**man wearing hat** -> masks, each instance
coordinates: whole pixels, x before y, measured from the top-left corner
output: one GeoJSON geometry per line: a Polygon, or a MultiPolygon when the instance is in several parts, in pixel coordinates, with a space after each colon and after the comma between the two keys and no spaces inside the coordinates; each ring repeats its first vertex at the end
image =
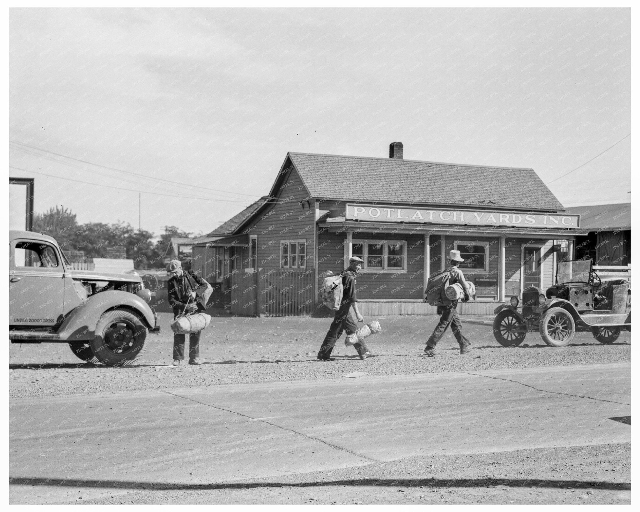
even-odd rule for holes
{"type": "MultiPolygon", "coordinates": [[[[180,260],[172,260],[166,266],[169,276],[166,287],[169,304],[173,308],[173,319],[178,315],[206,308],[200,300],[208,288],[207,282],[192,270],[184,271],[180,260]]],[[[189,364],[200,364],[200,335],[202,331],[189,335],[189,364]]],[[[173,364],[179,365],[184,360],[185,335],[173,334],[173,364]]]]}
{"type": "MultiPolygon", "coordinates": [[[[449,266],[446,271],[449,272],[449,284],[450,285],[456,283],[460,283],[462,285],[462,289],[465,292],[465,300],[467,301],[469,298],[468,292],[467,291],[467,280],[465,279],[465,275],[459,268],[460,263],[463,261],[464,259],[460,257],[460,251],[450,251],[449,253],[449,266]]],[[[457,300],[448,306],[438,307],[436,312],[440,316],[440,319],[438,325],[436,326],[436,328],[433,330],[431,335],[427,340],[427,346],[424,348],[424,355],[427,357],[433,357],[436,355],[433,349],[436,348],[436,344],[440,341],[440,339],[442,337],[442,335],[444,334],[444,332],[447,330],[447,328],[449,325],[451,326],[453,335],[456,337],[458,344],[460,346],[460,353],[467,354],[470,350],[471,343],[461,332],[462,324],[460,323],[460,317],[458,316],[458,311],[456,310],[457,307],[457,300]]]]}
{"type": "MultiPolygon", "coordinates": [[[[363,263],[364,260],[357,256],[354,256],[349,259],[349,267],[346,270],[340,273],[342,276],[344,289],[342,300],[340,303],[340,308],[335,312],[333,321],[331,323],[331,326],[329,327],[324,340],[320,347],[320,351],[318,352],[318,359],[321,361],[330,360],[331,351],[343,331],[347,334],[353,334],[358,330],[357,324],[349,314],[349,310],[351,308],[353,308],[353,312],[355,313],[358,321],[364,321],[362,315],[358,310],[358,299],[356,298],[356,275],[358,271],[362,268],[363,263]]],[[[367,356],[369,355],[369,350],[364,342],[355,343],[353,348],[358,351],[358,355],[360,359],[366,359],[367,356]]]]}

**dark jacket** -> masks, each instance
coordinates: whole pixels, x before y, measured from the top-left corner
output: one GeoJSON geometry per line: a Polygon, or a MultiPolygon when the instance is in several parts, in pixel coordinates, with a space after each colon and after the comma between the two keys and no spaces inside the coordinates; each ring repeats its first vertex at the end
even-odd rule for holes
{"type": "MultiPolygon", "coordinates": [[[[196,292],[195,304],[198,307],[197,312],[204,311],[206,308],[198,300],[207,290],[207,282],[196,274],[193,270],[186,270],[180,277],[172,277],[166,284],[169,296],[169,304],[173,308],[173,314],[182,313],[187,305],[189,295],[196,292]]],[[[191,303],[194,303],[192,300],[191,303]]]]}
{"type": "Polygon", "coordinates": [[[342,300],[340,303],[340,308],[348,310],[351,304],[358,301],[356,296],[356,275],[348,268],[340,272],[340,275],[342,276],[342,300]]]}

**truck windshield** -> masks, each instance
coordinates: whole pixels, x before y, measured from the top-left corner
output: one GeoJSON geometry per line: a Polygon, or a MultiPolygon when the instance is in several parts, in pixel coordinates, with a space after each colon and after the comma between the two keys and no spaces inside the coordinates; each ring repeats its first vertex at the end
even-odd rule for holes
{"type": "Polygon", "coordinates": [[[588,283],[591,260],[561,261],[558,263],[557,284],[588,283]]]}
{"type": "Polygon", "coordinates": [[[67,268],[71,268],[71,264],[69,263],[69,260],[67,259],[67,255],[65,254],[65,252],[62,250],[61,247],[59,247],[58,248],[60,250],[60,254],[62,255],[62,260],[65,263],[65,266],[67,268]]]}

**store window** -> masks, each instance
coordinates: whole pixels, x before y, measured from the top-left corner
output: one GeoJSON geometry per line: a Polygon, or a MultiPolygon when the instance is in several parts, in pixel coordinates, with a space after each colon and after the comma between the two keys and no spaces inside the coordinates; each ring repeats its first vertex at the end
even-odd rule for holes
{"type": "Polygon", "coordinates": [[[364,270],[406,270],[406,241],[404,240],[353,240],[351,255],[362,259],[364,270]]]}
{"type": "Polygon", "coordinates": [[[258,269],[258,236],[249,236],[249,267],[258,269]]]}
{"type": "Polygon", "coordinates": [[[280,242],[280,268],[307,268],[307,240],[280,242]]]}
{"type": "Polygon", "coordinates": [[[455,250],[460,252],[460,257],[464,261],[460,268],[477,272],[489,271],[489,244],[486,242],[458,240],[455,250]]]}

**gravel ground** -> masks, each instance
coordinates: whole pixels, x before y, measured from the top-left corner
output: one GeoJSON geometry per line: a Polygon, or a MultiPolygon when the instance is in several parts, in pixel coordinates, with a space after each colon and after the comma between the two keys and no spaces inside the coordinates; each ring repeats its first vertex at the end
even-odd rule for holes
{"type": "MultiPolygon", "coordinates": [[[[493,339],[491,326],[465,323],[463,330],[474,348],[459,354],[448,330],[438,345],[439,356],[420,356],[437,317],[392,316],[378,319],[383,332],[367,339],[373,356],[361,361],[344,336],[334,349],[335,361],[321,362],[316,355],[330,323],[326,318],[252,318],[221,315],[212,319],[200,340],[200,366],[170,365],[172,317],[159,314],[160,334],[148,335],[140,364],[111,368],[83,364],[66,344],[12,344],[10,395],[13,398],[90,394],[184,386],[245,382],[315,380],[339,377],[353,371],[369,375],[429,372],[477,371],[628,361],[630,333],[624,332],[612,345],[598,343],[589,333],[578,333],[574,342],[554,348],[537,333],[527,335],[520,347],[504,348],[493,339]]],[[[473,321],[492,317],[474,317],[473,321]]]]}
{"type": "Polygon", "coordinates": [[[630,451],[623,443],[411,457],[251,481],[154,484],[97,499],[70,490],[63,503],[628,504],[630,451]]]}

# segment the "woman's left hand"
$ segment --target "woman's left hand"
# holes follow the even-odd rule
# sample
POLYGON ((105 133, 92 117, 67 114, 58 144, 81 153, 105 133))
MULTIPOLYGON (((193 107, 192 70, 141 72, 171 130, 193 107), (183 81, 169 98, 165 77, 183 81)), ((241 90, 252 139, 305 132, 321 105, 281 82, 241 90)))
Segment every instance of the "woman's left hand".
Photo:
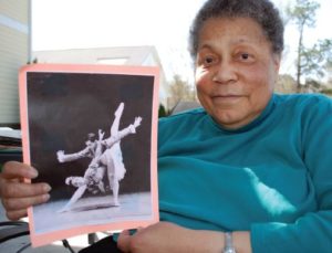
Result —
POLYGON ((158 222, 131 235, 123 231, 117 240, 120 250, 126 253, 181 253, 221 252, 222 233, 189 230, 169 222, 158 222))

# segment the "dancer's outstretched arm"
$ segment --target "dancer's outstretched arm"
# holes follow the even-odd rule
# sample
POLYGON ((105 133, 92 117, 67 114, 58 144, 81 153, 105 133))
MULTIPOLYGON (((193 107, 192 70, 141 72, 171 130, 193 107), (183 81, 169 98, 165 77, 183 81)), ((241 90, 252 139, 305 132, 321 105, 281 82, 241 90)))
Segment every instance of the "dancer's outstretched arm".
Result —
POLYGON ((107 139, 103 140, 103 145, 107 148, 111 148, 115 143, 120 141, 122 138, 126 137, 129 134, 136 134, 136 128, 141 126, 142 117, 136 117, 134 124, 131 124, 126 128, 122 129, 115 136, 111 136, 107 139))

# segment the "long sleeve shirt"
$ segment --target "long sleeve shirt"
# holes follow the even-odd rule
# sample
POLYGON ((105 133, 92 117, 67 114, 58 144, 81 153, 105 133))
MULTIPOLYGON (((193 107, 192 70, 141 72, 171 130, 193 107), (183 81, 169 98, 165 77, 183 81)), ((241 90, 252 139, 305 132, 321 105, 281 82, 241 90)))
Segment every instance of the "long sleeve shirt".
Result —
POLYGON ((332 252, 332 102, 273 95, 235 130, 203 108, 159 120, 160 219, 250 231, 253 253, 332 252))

^^^^^^^^^^^^^^^^

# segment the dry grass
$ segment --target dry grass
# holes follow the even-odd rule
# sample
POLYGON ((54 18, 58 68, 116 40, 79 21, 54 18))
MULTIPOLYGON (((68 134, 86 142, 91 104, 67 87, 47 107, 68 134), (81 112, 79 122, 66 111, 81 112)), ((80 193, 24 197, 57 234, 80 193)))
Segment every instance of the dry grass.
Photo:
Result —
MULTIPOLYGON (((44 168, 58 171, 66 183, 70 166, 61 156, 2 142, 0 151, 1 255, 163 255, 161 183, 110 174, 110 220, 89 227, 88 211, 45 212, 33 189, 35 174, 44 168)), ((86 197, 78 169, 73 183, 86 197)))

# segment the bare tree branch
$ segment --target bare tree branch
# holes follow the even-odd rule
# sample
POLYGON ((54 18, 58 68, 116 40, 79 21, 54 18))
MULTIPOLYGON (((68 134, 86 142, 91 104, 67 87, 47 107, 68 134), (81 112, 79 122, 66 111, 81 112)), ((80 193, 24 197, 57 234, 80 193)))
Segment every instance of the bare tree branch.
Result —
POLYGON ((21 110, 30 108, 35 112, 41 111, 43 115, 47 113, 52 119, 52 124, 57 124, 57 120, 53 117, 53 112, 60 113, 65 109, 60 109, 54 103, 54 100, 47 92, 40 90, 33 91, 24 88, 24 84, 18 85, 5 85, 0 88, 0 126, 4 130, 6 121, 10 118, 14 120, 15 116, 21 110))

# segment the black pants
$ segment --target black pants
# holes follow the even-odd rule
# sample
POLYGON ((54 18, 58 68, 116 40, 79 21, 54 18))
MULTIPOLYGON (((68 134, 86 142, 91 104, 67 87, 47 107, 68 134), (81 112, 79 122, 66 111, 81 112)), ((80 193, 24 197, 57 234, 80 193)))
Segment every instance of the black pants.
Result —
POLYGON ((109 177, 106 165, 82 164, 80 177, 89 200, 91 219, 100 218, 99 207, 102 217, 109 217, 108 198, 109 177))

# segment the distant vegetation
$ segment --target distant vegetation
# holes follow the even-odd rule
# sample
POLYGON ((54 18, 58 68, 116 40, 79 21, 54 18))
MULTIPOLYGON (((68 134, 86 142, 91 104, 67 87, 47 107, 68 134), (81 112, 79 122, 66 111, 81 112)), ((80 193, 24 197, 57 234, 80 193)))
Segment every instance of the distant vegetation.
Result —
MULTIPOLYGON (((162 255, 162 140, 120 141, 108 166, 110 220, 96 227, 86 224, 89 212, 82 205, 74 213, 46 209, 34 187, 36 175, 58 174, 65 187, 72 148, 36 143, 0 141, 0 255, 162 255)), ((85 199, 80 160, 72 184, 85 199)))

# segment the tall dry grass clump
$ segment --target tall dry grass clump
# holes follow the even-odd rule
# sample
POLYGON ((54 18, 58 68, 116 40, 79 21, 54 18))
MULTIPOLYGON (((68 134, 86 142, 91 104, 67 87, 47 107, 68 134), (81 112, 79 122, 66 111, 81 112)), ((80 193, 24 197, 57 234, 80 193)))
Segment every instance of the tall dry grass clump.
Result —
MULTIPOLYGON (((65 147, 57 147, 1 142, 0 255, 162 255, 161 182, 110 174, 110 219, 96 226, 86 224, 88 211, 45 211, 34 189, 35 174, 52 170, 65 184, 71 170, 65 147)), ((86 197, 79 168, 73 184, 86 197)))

^^^^^^^^^^^^^^^^

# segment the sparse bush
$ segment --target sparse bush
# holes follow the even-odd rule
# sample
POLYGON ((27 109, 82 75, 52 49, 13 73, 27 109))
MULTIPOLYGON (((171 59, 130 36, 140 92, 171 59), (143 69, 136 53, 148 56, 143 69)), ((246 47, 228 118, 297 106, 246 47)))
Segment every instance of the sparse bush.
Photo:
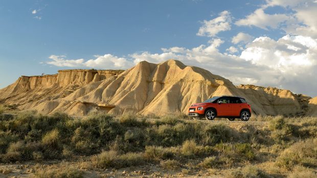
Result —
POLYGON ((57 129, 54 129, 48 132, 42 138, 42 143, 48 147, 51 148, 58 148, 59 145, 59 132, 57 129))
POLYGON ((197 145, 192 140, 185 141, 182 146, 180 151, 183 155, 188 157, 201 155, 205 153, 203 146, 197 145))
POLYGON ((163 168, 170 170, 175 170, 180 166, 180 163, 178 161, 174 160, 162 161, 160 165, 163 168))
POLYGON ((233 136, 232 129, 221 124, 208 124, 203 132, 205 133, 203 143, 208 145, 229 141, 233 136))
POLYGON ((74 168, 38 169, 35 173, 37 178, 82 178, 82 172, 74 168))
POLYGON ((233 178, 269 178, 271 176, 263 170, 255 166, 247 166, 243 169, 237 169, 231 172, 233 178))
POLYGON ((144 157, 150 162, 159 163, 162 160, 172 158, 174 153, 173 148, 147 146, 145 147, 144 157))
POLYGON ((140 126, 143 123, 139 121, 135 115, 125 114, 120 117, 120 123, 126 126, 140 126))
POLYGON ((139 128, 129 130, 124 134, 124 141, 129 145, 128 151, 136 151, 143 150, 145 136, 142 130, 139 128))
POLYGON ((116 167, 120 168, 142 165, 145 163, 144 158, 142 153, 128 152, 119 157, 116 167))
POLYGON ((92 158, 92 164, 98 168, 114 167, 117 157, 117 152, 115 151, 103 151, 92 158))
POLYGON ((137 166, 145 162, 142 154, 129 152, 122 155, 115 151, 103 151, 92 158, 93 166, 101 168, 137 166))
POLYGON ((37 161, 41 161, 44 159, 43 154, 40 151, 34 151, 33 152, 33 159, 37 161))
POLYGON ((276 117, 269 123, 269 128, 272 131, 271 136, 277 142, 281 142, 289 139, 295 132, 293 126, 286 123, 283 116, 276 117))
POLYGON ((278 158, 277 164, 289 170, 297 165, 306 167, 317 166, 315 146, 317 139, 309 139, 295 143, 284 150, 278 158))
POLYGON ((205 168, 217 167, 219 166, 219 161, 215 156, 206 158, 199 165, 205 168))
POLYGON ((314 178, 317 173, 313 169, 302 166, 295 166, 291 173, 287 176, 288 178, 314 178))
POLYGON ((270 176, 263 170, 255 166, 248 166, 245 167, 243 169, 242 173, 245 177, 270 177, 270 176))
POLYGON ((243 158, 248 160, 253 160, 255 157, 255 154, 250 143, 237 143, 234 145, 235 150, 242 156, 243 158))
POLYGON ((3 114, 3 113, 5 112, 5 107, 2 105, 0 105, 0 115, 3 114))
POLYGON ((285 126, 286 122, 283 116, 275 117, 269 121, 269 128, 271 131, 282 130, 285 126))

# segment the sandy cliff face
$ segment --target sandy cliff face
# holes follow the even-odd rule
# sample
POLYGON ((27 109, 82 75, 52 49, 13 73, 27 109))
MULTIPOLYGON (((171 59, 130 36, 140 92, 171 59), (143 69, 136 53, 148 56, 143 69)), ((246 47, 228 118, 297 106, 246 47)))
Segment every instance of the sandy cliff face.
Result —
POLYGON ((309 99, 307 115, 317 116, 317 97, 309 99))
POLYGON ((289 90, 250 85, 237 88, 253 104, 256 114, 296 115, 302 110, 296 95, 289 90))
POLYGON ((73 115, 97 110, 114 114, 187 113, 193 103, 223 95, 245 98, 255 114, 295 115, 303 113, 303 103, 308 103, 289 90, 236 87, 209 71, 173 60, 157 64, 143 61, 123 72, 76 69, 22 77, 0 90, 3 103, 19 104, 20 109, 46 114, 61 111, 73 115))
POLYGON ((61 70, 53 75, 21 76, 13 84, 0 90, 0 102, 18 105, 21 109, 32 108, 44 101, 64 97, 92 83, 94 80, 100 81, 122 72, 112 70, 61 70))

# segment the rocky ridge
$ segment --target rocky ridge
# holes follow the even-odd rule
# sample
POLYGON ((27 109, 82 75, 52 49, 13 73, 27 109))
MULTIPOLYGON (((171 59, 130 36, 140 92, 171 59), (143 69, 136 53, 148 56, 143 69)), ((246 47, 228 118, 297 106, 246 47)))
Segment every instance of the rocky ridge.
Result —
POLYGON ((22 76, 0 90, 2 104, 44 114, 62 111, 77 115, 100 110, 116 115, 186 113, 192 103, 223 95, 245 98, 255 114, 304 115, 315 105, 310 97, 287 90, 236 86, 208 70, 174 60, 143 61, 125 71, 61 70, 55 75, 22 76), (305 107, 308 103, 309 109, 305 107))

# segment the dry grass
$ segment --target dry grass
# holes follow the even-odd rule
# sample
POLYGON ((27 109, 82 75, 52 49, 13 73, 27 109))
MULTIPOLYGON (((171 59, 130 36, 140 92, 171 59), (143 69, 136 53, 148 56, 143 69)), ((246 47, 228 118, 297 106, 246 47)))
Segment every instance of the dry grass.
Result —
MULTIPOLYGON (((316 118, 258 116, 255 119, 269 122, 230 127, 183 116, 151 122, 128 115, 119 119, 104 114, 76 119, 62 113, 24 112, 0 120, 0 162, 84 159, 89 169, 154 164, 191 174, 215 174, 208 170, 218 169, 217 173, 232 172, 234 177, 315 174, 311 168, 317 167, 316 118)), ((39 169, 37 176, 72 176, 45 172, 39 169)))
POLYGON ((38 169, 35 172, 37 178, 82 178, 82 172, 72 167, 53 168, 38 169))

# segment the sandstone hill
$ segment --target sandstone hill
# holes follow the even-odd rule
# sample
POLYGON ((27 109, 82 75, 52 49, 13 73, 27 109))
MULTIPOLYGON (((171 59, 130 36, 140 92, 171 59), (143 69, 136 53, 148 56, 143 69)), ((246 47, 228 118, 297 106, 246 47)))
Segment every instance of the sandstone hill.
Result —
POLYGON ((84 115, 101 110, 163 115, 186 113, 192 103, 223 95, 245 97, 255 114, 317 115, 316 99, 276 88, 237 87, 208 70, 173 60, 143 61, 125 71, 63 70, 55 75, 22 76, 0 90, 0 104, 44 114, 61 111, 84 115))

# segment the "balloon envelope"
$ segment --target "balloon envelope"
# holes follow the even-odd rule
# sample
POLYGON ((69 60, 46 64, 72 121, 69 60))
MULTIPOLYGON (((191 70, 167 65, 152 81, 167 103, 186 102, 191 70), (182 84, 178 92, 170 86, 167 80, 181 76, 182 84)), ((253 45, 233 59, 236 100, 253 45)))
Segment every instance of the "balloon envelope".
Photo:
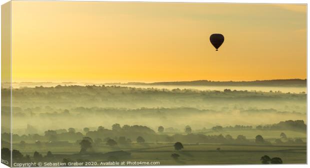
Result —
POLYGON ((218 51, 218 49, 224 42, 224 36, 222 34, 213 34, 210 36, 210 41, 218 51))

^^^^^^^^^^^^^^^^

• [DIRECTIVE]: Which lines in the rows above contain the word "bush"? Show each of them in full.

• [RESULT FOR THIS EXERCISE]:
# segment the sparse bush
$ segment --target sparse bush
Segment every instance of the sparse bush.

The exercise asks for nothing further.